■ Consegne
- A) Rispondi alle seguenti domande sull'articolo sul G20, basandoti solo su ciò che vi è scritto.
(i) Chi ha espresso "delusione" per le divisioni tra i leader del G20 sul dossier siriano?
(ii) Da quanti anni la deflazione affligge il Giappone?
(iii) Quali valute hanno subito cali particolarmente pesanti, anche a causa di problemi interni?
- B) Riscrivi la parte dell'articolo sul G20 che si apre con le parole "Negli ultimi mesi" e si chiude con "accennarne nel comunicato finale.", sostituendo "sommovimenti" con "spostamenti".

■ Pagina
_ _ _

Ci si cruccia per il nulla di fatto riguardo la Siria, e si festeggia invece per i risultati economici. O, quantomeno, questa è l’atmosfera tra i delegati italiani. Ma i grandi accordi del G20 di San Pietroburgo sembrano piuttosto trattative rinviate, se non disaccordi mascherati. C’è l’impegno a razionalizzare le discipline fiscali nazionali (ancora una volta) e la spaccatura sulle politiche monetarie da perseguire. Tra Stati, emergenti ed avanzati, così come tra istituzioni internazionali, con l’Ocse che preme per mantenere le briglie sciolte, e il Fmi di Christine Lagarde che chiede un’exit strategy chiara.

“Risultati utili soprattutto dal punto di vista economico e finanziario” ma “delusione” per le divisioni sul dossier siriano tra i leader del G20, ha detto il presidente del Consiglio, Enrico Letta. Entusiasmo giustificato?

L'”accordo” sull’evasione fiscale internazionale

Uno dei temi al centro del dibattito ha riguardato l’evasione delle grandi multinazionali. “L’evasione e l’elusione fiscale ‘cross-border’ minacciano la fiducia dei cittadini nella correttezza del nostro sistema. Oggi sottoscriviamo piani per affrontare questi problemi e ci impegnamo a compiere passi per cambiare le nostre regole per affrontare l’elusione, le pratiche dannose e i piani fiscali aggressivi”, si legge nel comunicato finale. Piani e impegni da affrontare più in là, insomma. Il flusso di capitali che arriva anche per via dell’elusione internazionale non fa mai male, sotto sotto, quando a scarseggiare sono le entrate fiscali nazionali, decapitate dalla crisi.

L’exit strategy delle banche centrali

I Paesi del G20 hanno poi concordato l’inevitabilità di una normalizzazione delle politiche monetarie delle banche centrali, mentre le economie escono dalla prolungata fase di crisi, ma hanno anche stabilito che queste manovre devono essere “attentamente calibrate e comunicate chiaramente”. Peccato che la Fed si prepari ad una stretta monetaria, la Bce si impegna a tenere tassi accomodanti, se non a ridurli ancora (a parole), e la Bank of Japan prosegua con la sua linea kamikaze (nei confronti del debito), ma che sembra l’unica via d’uscita dalla deflazione che affligge il Paese da quindici anni a questa parte. Chiamiamola normalizzazione e buona comunicazione poi, se si vuole.

Negli ultimi mesi soprattutto la prospettiva della fine degli stimoli monetari negli Usa da parte della Federal Reserve, il Quantitative Easing, ha innescato massicci sommovimenti di capitali. Deflussi di investimenti, da vari Paesi emergenti rientrano verso gli Usa attratti dalla prospettiva di trovare rendimenti più allettanti, perché il venir meno degli stimoli implica un generale rafforzamento dei tassi delle attività a reddito fisso, in particolare i titoli di Stato americani. Il tutto ha innescato scivoloni delle valute di vari Stati emergenti, e uno speculare rafforzamento del dollaro. Cali valutari che anche a causa di problemi interni sono stati particolarmente pesanti sulla lira turca e la rupia indiana. Ed è questo che ha creato la spaccatura più forte, tra Emergenti e Usa. Ma guai ad accennarne nel comunicato finale.

_ _ _

■ Dati forniti
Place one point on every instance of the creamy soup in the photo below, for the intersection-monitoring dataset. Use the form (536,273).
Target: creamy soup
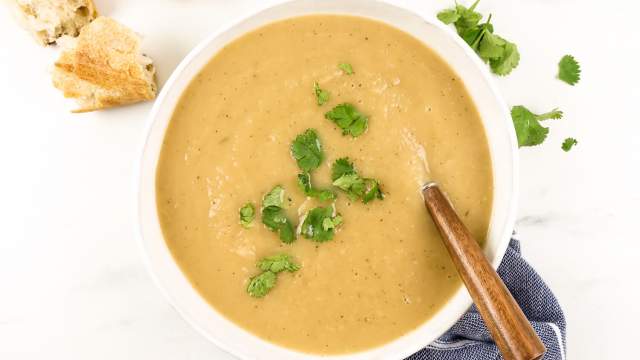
(386,271)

_ _ _

■ Risposte alle consegne
- A)
(i) Il presidente del Consiglio, Enrico Letta.
(ii) Da quindici anni.
(iii) La lira turca e la rupia indiana.

- B)
Negli ultimi mesi soprattutto la prospettiva della fine degli stimoli monetari negli Usa da parte della Federal Reserve, il Quantitative Easing, ha innescato massicci spostamenti di capitali. Deflussi di investimenti, da vari Paesi emergenti rientrano verso gli Usa attratti dalla prospettiva di trovare rendimenti più allettanti, perché il venir meno degli stimoli implica un generale rafforzamento dei tassi delle attività a reddito fisso, in particolare i titoli di Stato americani. Il tutto ha innescato scivoloni delle valute di vari Stati emergenti, e uno speculare rafforzamento del dollaro. Cali valutari che anche a causa di problemi interni sono stati particolarmente pesanti sulla lira turca e la rupia indiana. Ed è questo che ha creato la spaccatura più forte, tra Emergenti e Usa. Ma guai ad accennarne nel comunicato finale.